Task statement: The expected copy holds every entry exactly and none of the pictures.

(Photo-based referring expression data)
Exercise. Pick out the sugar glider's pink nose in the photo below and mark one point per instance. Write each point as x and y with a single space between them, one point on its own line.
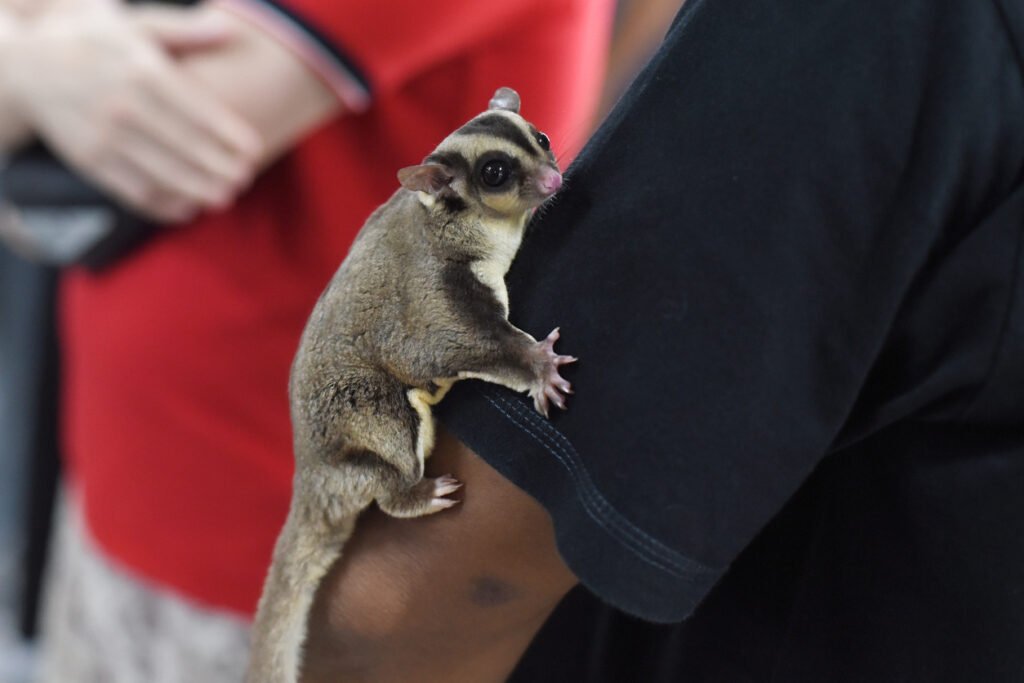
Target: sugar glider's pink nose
550 180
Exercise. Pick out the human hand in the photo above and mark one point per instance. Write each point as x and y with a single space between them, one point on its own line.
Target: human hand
97 83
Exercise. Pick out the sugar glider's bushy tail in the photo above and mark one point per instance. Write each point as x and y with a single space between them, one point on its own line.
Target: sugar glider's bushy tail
301 559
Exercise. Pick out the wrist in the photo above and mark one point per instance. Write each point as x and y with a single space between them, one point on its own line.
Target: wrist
13 123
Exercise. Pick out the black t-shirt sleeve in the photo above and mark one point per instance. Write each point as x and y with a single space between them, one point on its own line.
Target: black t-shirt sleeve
733 246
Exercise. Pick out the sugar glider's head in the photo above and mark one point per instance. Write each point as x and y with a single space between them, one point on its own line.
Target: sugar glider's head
498 165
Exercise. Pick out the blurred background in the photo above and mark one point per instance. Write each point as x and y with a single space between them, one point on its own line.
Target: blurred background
49 222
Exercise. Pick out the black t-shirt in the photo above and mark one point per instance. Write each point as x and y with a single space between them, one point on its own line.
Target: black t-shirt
790 264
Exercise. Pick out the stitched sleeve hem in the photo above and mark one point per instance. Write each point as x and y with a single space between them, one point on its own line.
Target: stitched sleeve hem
327 59
612 557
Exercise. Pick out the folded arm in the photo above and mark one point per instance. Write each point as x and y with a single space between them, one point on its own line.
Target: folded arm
450 597
172 111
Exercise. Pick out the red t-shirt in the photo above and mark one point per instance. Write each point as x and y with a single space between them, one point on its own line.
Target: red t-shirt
176 359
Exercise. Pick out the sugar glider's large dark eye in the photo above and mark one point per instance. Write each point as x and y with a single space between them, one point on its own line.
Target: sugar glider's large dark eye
495 173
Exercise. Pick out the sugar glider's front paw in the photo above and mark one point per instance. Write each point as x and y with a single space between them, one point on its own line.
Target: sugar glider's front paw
550 385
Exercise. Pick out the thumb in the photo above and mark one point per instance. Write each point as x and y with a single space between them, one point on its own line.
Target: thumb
181 29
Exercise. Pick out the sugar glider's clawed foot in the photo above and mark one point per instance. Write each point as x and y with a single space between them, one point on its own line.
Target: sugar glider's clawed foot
426 498
552 387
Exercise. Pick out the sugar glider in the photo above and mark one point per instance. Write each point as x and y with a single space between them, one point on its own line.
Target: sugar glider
419 303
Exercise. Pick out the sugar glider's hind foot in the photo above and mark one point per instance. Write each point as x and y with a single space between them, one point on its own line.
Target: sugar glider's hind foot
551 386
425 498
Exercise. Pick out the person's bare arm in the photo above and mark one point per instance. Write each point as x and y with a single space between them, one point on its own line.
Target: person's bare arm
451 597
170 110
13 130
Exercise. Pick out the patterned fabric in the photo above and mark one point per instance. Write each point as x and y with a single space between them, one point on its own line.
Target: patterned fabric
102 625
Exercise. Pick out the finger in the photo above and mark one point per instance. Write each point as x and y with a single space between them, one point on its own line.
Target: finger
170 176
183 98
178 29
195 146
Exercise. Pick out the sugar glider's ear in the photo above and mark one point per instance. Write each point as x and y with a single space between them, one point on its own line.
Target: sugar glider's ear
432 178
505 98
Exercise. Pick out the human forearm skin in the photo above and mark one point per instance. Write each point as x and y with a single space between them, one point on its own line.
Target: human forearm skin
452 597
13 129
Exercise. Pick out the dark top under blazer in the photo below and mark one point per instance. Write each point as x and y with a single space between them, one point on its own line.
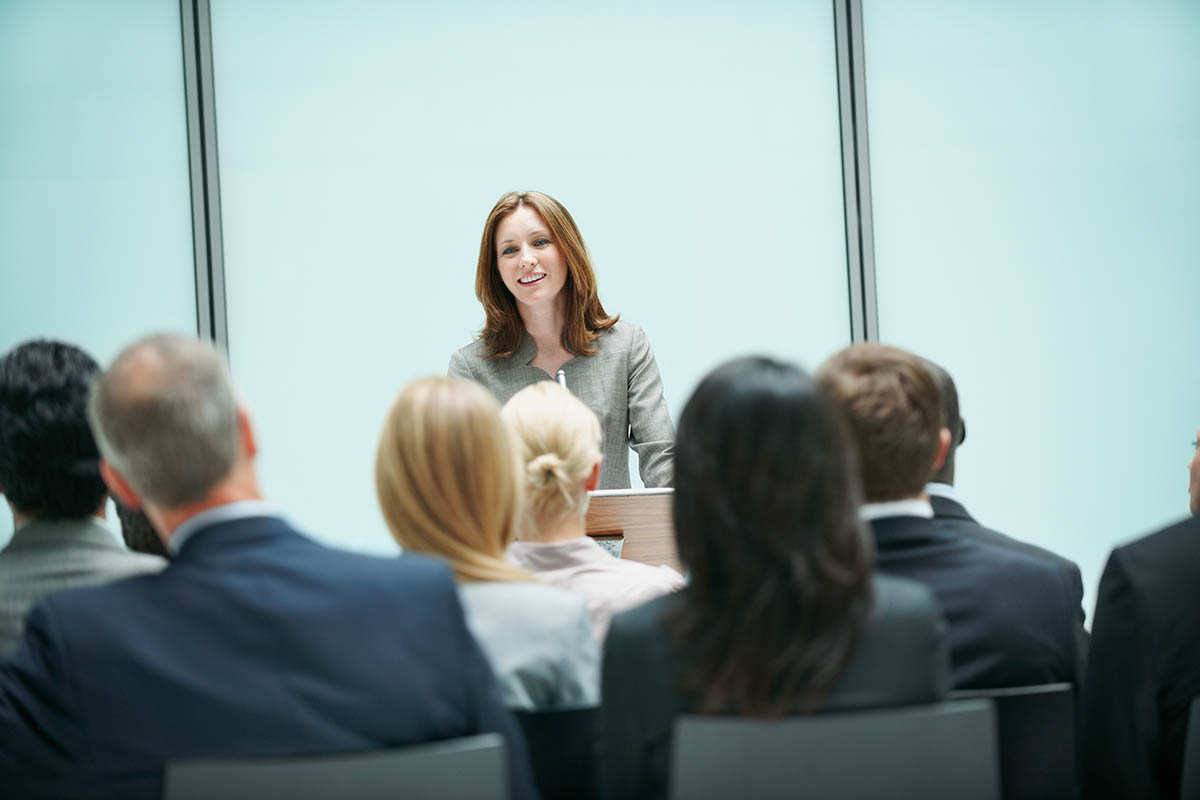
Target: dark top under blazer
1145 666
256 641
901 660
1012 619
955 518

Your solution:
Exercise. Pick out the sugar glider's pink nose in the photo below and mark one point per instance. Write each point as x and y with a single space between them, one point on its own line.
Target: sugar glider's pink nose
550 180
Exercise. Pick out the human hand in the photo above and mark one point per instance. Write each point as x and y with a single space between them, one point on its own line.
Target: human hand
97 83
Exercise. Pick out the sugar glider's bushy tail in the photo above and mark one point per instance. Write each point as x and y with a single space between them, one point on its own line.
Target: sugar glider's bushy tail
301 559
Exercise. Pick out the wrist in the photo above and mark one point per instance. Write each point as x and y with a single space between them, one point on its own line.
Target: wrist
13 123
Exercise. Pick out the black t-shirt sleeve in the photo above and mark one point per instance. Write each point as x and y with a single space between them, one point on its own line.
Target: black t-shirt sleeve
733 246
Exercise. Pick out the sugar glider's head in the photo above and mark one point per instance. Write each point as x and y with a single space between them, one point on its own line.
Target: sugar glider's head
498 165
Exercise. Pick out the blurred background in the photo above and mark one point per instance. Write each point as x and y with a single space between them, one point on its own line.
Target: blurred background
49 222
Exercise. Pick out the black t-shirt in the photo above and mark one point per instance. Write each point as x and y with a single space between them, one point on its own line.
Target: black t-shirt
790 264
Exercise. Pick out the stitched sleeve hem in the photo above and mark one point per instance. Write each point as x and y with a single space between them, one point on its own line.
Target: stitched sleeve hem
327 59
612 557
Exercise. Pick out the folded arm in the photo above and mark one point per instance. Write each point as x and y with a single space between them, one point on its own line.
Target: folded arm
450 597
172 111
Exercise. Pick out the red t-shirt in the photo above and mark one point per instance. Write each point as x and y with a single space between them, one point on its own line.
Target: red t-shirt
176 359
Exercise. Pick out the sugar glider's large dark eye in the photo above and mark one point per instance. Write each point as x and y with a single space between them, one point on its own line.
Target: sugar glider's large dark eye
495 173
Exercise. Pick out the sugar glider's front paw in the photo above and mark one point per instance. Write each point as x and y with a single space between them, one point on its own line.
Target: sugar glider's front paw
550 385
Exercise. Pick out the thumb in the photo above and mark one point per instance. Write each point as x and y with a single space between them, one point on its own line.
Target: thumb
181 29
Exercise. Pick out the sugar glider's clawed foot in the photo above and mark one point per instance. Write each point as x and y with a single space between them, one point on its own line.
Target: sugar glider's clawed foot
426 498
552 387
Exercise. Pick out the sugar glider in the photo above and mark one point per instance. Write each point as x and y with a single space between them, one point on its own line.
Target: sugar glider
419 303
Exercise. Pick out the sugar glider's hind foot in the photo above and mark one point per instance. Write each point as x and y with a single space between them, one point on its own line.
Target: sugar glider's hind foot
551 386
425 498
Exercise. Pick out the person's bare arm in the photo above and mark one point per instance. Write each point as x and y with a single space between them, one point on its own line.
Target: person's bare arm
451 597
170 110
13 130
Exercise. Pick out the patterned fabric in the photo above and mark one point per instance. Write each point as x and y with a single space between them, one point on its own line.
Target: patterned fabric
102 625
Exercise. Pick out the finger in the photo above and mark one point per instance. Write each point as x and y with a single space between them, one point on its own line.
Target: finger
170 176
183 98
178 29
195 146
Exercise. Pick out the sugar glider's ear in the photo above and mark one point per instance. Write each point as x and y with a single space between them, one point on its own line.
Target: sugar glider's ear
432 178
505 98
Exercise. Pick out the human forearm skin in the photo above and mark one point per instance. Write each point as x and y with a single space between them, one point on its own line.
Target: human forearm skin
452 597
13 129
Exercise. Pick out the dark top under blazer in the photo below and mark one point per instance. Write each point as x and y with a single space between them, one point on its own line.
Target: dark top under blazer
1145 666
256 641
901 660
1012 619
955 518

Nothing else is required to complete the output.